Copy out the material below word for word, from the line containing "Could you spot the bread" down to the end, and leave the pictures out of your copy.

::::::

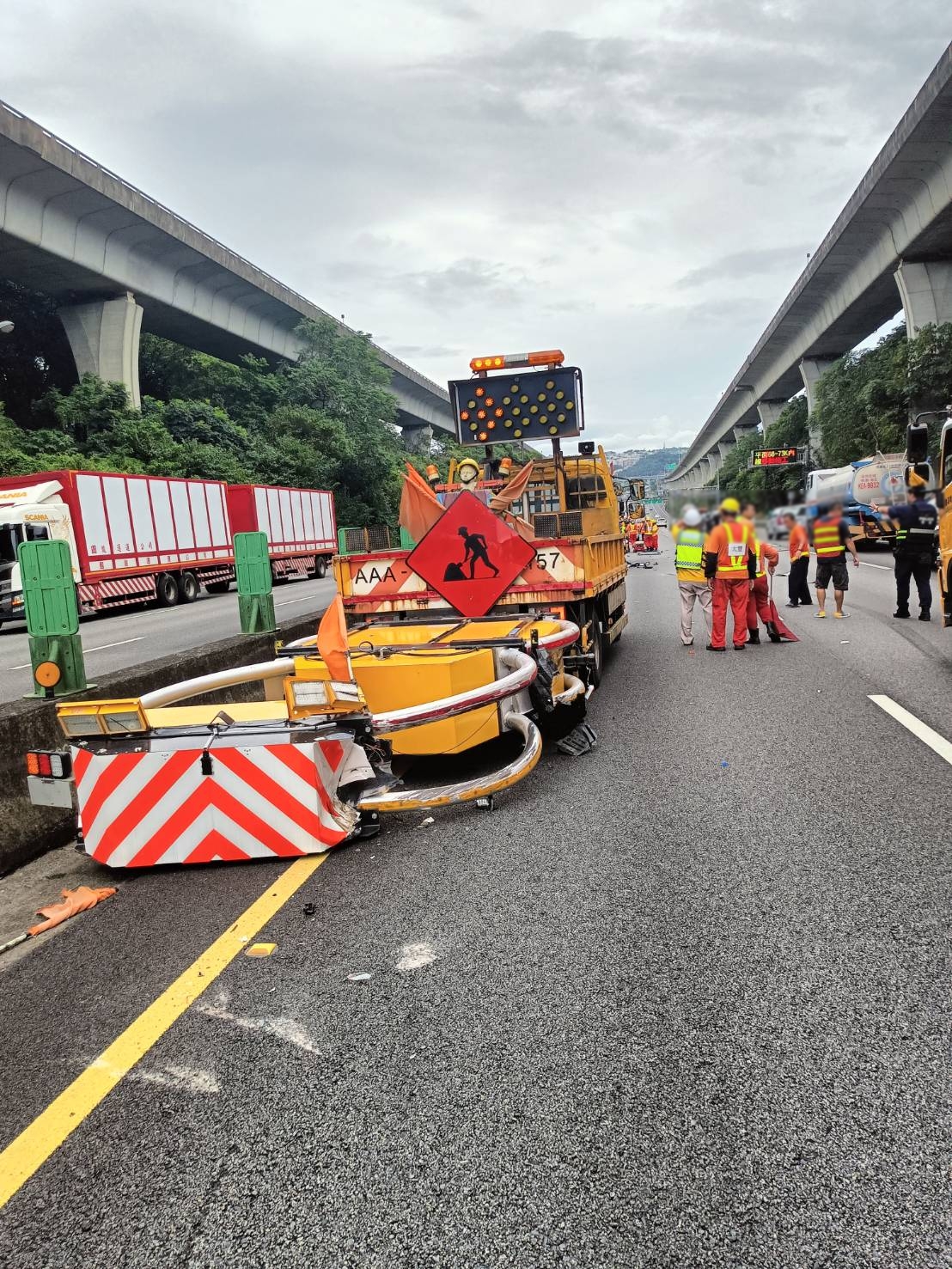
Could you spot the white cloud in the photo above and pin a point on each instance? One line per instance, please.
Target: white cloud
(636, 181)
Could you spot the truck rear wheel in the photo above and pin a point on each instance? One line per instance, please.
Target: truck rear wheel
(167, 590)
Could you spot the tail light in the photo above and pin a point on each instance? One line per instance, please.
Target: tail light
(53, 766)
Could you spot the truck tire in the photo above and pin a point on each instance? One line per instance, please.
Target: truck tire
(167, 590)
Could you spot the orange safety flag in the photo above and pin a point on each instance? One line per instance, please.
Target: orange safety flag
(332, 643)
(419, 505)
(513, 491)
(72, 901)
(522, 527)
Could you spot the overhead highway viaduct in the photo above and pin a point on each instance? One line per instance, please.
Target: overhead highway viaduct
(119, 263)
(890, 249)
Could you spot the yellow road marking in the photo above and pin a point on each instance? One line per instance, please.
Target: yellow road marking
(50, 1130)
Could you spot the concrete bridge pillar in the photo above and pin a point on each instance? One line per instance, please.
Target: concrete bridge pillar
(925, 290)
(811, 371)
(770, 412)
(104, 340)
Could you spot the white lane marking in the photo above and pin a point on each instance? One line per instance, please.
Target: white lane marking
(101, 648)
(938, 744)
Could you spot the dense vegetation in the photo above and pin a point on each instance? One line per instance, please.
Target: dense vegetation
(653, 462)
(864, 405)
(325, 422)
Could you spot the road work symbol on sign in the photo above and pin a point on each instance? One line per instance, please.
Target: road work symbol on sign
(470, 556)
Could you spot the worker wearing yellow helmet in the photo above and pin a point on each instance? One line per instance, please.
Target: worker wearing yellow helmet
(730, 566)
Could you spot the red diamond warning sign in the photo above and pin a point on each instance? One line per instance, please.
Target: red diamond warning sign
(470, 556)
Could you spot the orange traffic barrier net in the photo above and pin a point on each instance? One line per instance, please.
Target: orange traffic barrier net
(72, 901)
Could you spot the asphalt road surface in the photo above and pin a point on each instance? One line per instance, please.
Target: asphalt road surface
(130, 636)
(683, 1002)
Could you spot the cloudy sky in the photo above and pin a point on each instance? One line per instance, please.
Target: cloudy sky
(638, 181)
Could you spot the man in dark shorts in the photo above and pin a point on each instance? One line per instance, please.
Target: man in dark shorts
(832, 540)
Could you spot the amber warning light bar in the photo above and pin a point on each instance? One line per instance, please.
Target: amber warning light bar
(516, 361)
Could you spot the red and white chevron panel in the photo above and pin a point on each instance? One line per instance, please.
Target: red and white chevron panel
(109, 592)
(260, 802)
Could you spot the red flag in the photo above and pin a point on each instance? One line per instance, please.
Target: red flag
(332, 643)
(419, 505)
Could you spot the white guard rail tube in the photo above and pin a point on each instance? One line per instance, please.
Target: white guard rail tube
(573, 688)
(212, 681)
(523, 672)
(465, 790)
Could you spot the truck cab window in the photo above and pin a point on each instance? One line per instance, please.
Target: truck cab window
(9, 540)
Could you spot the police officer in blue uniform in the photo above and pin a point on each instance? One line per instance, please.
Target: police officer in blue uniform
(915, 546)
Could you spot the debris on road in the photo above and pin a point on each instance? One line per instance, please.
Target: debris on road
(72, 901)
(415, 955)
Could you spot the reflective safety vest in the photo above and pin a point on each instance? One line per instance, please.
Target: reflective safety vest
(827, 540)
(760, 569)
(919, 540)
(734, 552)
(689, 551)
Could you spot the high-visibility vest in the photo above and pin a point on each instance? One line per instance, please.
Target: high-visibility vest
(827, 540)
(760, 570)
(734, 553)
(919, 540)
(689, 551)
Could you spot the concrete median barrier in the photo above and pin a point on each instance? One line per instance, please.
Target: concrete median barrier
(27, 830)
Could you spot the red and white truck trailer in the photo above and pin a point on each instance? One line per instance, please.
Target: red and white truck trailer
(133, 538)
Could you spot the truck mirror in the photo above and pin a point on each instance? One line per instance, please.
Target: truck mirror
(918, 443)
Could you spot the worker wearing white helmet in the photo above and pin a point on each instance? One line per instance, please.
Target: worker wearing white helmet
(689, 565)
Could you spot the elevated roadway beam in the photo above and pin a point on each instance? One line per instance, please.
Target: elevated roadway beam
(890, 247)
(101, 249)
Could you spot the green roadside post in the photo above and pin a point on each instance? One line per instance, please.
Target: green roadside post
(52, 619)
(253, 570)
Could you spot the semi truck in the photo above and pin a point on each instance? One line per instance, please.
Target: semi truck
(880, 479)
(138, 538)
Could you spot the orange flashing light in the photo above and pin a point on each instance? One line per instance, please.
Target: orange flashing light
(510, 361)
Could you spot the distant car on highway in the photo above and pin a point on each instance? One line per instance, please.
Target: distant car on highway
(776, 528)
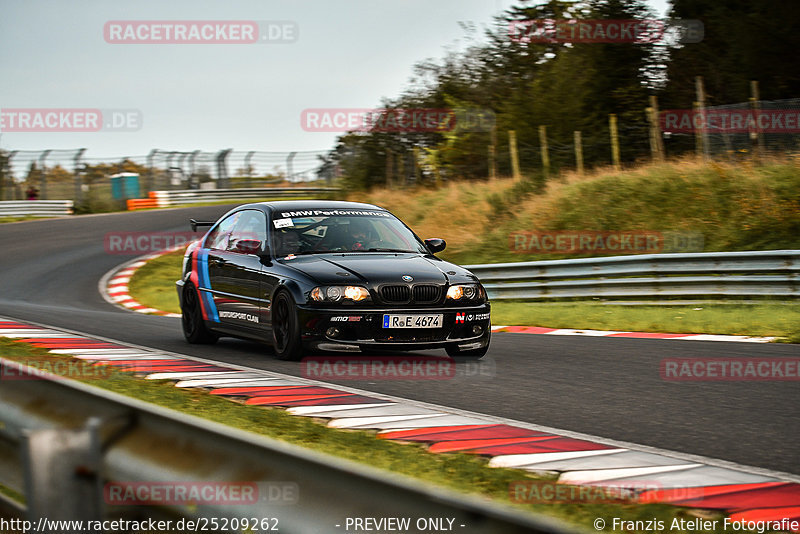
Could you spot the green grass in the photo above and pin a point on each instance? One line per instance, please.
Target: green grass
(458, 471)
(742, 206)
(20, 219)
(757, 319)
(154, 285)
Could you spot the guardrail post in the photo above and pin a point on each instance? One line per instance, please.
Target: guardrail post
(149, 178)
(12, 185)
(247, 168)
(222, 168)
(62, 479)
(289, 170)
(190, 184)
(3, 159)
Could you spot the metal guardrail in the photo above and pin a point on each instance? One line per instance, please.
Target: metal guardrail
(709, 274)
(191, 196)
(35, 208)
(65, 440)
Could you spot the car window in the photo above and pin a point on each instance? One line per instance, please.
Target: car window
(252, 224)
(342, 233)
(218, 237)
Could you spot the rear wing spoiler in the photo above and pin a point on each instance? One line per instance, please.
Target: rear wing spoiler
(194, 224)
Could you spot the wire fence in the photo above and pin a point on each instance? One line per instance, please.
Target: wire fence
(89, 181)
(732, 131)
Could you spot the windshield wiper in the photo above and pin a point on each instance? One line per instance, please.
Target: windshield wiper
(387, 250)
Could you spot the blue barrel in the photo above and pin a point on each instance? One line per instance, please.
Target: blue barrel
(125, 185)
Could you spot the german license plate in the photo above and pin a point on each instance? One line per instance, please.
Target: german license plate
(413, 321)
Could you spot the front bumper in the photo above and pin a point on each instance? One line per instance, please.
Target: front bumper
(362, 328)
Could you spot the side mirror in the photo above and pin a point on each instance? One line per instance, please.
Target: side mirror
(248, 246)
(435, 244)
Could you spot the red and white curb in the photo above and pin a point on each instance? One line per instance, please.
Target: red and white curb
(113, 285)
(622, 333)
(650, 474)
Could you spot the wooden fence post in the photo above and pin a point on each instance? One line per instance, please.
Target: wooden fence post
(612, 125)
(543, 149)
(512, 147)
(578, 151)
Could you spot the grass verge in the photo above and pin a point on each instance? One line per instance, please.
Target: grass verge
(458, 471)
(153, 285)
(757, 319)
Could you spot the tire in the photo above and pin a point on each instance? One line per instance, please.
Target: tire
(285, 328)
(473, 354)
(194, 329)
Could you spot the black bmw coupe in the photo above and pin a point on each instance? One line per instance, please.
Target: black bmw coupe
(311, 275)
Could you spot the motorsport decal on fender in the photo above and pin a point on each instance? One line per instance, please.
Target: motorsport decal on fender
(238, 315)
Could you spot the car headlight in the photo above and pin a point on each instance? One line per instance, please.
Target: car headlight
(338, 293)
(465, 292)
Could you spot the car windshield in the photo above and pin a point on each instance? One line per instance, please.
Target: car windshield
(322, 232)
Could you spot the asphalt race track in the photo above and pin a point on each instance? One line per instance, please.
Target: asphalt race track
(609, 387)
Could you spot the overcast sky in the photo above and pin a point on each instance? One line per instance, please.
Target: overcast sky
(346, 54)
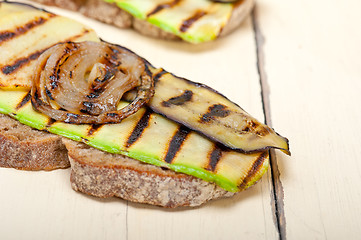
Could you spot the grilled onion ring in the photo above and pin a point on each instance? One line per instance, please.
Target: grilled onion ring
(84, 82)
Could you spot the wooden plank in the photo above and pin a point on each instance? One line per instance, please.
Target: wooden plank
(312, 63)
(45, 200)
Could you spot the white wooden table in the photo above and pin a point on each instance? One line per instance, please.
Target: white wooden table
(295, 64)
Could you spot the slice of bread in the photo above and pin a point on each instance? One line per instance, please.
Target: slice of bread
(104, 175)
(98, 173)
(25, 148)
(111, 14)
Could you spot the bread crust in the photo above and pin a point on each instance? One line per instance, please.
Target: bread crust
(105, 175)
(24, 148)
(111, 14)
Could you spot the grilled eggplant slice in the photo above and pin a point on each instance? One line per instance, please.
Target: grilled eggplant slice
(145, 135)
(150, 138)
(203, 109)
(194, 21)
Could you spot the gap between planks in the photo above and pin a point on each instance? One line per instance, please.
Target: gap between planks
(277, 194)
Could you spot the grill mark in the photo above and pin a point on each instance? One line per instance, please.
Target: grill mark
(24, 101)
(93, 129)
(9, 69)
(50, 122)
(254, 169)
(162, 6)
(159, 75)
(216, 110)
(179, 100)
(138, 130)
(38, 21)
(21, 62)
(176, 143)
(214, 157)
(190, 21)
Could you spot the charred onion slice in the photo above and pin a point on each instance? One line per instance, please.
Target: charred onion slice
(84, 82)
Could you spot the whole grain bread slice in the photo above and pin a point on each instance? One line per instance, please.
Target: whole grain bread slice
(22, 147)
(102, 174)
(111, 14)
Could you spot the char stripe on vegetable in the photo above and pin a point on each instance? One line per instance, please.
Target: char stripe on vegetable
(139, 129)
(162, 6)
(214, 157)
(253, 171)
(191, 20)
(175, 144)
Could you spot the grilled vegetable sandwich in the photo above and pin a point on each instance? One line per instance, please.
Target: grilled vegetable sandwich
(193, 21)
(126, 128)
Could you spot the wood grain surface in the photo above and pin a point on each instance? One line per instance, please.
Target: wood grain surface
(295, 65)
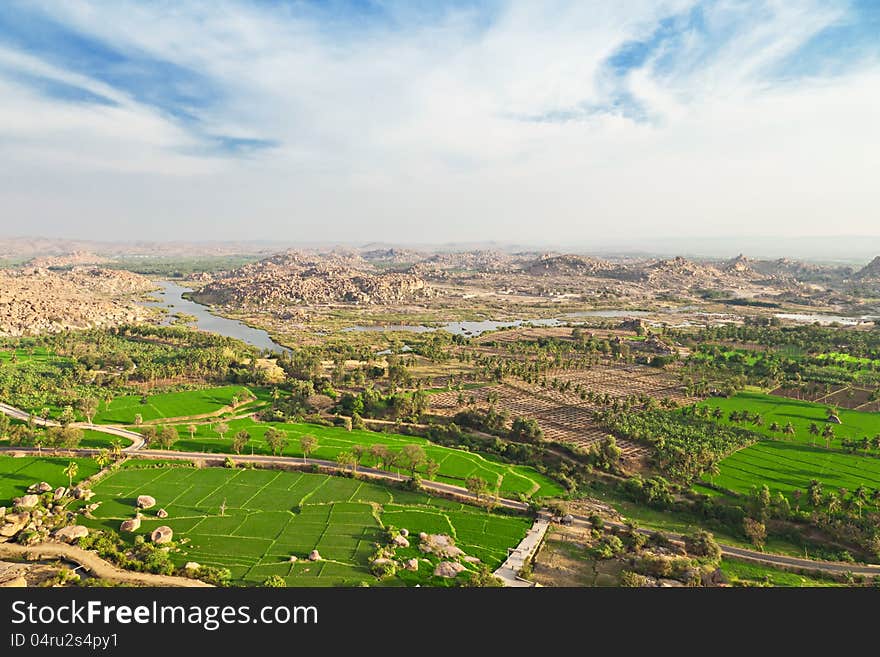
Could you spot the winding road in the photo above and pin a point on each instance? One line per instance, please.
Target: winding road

::::::

● TASK ANSWER
Could you spot the bread crust in the photo above and pin a point on each instance? One line per instance, please.
Target: bread crust
(105, 175)
(24, 148)
(111, 14)
Could you spot the grilled eggplant slice in the photo above and pin a point on each instance? One line per instance, please.
Target: grilled eggplant slice
(145, 135)
(150, 138)
(203, 109)
(194, 21)
Could you spot the gap between planks in the photo above and pin a point on each instance? One line per instance, please.
Target: gap between planks
(277, 194)
Could you spot the grill mark in the photo above and pin a point on each instance? One line per instance, please.
Target: grill mark
(24, 101)
(93, 129)
(9, 69)
(50, 122)
(254, 169)
(162, 6)
(159, 75)
(216, 110)
(179, 100)
(138, 130)
(38, 21)
(21, 62)
(176, 143)
(214, 157)
(190, 21)
Could you spot the charred onion slice in the photo above and pin a point on each instance? One line per instance, please.
Target: charred onion slice
(84, 82)
Could you spot the whole grain bread slice in the photo above and pin a point on each instance? One line per instance, please.
Target: whole grain bread slice
(22, 147)
(102, 174)
(111, 14)
Could you spot the char stripe on vegetable in the photo above and pin a point on each instance? One line per instance, please.
Target: char stripe on vegetable
(139, 129)
(162, 6)
(214, 157)
(253, 171)
(191, 20)
(175, 144)
Could you spot the grilled vegetable sandwich in the photo above and pin a point on each instance? One line per instance, please.
Target: grilled vegetable sandwich
(193, 21)
(126, 128)
Could you spot the wood grain surface in the photo above and pin a point on each instance? One line per instance, please.
Target: wood grain surface
(295, 65)
Could you spot the winding road in the photo above and pin a point on each instance? One line per instance, please.
Target: winding road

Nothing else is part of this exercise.